* _Текст для чтения_
* * * * * * *

Федерико Гарсиа Лорка - Стихотворения. Проза. Театр (сборник)
Со стороны гранадской долины – праздничный град кастаньет, а навстречу ему, с улицы Эльвиры, одной из стариннейших, —
там, на улице Эльвиры,
три подружки плутоватых
по ночам идут в Альгамбру
и всегда без провожатых, —
городской напев, один из колоритнейших:
Под тем листом, листочком,
в тени капустной
мой милый еле дышит.
Как это грустно!
Под тем листом, листочком,
в тени на грядке,
мой милый еле дышит
от лихорадки.
Под тем листом, листочком,
в тени листа,
мой милый еле дышит.
Я заперта.
С последним всплеском фейерверка, едва рухнет на Гранаду его финальный гром, так называемый «карачун», люди как один покидают город и вручают его летнему зною, пришедшему мгновенно. Кресла стоят в белых чехлах, балконы заперты. Те, кто остался, переселяются в подвалы и дворики и тянут ледяную воду из душистой розовой глины запотелых кувшинов. Жить и думать начинают по ночам. Это пора, когда весь город поет под гитару фанданго и гранадины, такие пастушьи и напоенные далью. Так повелось – и ныне, и присно. Прошлым летом, когда я был в компании друзей и все они, люди простые, пели, неподалеку взорвалась бомба – и хоть бы кто бровью повел. Лишь один одобрительно бросил: «В лад попала». Так уж повелось. Но сегодня у меня нет гитары, и вы не услышите гранадину. В другой раз. Но они-то и поются летом, гранадины, и еще – романсы.
Все романсеро хлынуло в детские уста. Самые дивные баллады, не превзойденные ни одним романтическим поэтом, самые кровавые легенды, непредставимый словесный фейерверк. Все это неисчерпаемо. Беру наудачу – то, что в селениях поют мальчишки, а в Альбайсине на городской площади – девочки.
Кого не захватит августовской ночью эта нежная мелодия романса про герцога Альбу?
– Ведут по Севилье речи,
идут по Севилье слухи,
что женится герцог Альба,
другую берет в подруги.
– Женись он на ком угодно,
меня не смутит известье.
– Смутит или нет, сестрица,
но станет пятном на чести.
Из окон ее светелки
выходит одно к воротам,
и смотрит она на площадь,
а площадь полна народом.
И герцога Альбу видит
бок о бок с его невестой,
и знак подает условный,
ему одному известный.

* * * * * * *

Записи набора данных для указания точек
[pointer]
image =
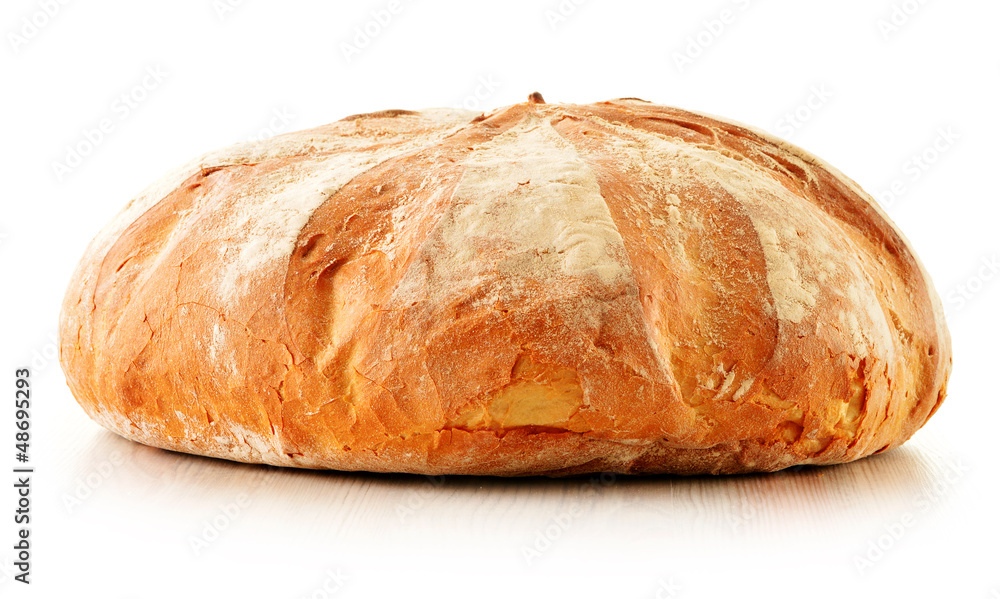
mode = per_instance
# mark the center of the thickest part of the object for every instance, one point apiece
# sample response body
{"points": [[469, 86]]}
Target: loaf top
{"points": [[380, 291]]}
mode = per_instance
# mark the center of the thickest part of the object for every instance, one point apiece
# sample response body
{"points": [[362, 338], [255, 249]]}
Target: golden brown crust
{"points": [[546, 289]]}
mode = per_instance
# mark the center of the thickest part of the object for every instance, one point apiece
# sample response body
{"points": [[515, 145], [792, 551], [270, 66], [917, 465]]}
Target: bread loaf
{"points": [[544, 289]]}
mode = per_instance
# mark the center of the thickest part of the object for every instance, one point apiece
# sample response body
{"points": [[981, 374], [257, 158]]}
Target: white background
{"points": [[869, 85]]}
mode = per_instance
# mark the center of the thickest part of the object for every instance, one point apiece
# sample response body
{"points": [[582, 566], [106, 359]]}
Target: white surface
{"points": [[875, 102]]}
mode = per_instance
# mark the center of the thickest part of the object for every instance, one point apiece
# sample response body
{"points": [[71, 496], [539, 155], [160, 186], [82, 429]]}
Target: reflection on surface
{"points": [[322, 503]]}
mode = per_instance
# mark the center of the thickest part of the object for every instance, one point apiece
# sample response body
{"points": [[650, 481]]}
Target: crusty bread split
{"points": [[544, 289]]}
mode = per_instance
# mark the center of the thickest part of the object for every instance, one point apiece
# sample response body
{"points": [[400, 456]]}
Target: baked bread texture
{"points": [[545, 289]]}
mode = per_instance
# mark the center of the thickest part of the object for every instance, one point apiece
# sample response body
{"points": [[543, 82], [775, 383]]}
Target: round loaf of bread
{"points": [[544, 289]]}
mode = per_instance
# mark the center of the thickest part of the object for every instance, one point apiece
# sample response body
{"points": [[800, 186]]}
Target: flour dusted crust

* * * * * * *

* _Список заданий_
a) Пожалуйста, продублируйте из текста о песнях Гранады всё, начиная со слов «С последним всплеском» и вниз до слов «еще – романсы.».
b) Найдите все строки, где встречается слово «surface», и выпишите их целиком.

* _Ответы к заданиям_
a)
С последним всплеском фейерверка, едва рухнет на Гранаду его финальный гром, так называемый «карачун», люди как один покидают город и вручают его летнему зною, пришедшему мгновенно. Кресла стоят в белых чехлах, балконы заперты. Те, кто остался, переселяются в подвалы и дворики и тянут ледяную воду из душистой розовой глины запотелых кувшинов. Жить и думать начинают по ночам. Это пора, когда весь город поет под гитару фанданго и гранадины, такие пастушьи и напоенные далью. Так повелось – и ныне, и присно. Прошлым летом, когда я был в компании друзей и все они, люди простые, пели, неподалеку взорвалась бомба – и хоть бы кто бровью повел. Лишь один одобрительно бросил: «В лад попала». Так уж повелось. Но сегодня у меня нет гитары, и вы не услышите гранадину. В другой раз. Но они-то и поются летом, гранадины, и еще – романсы.

b)
Target: white surface
Target: reflection on surface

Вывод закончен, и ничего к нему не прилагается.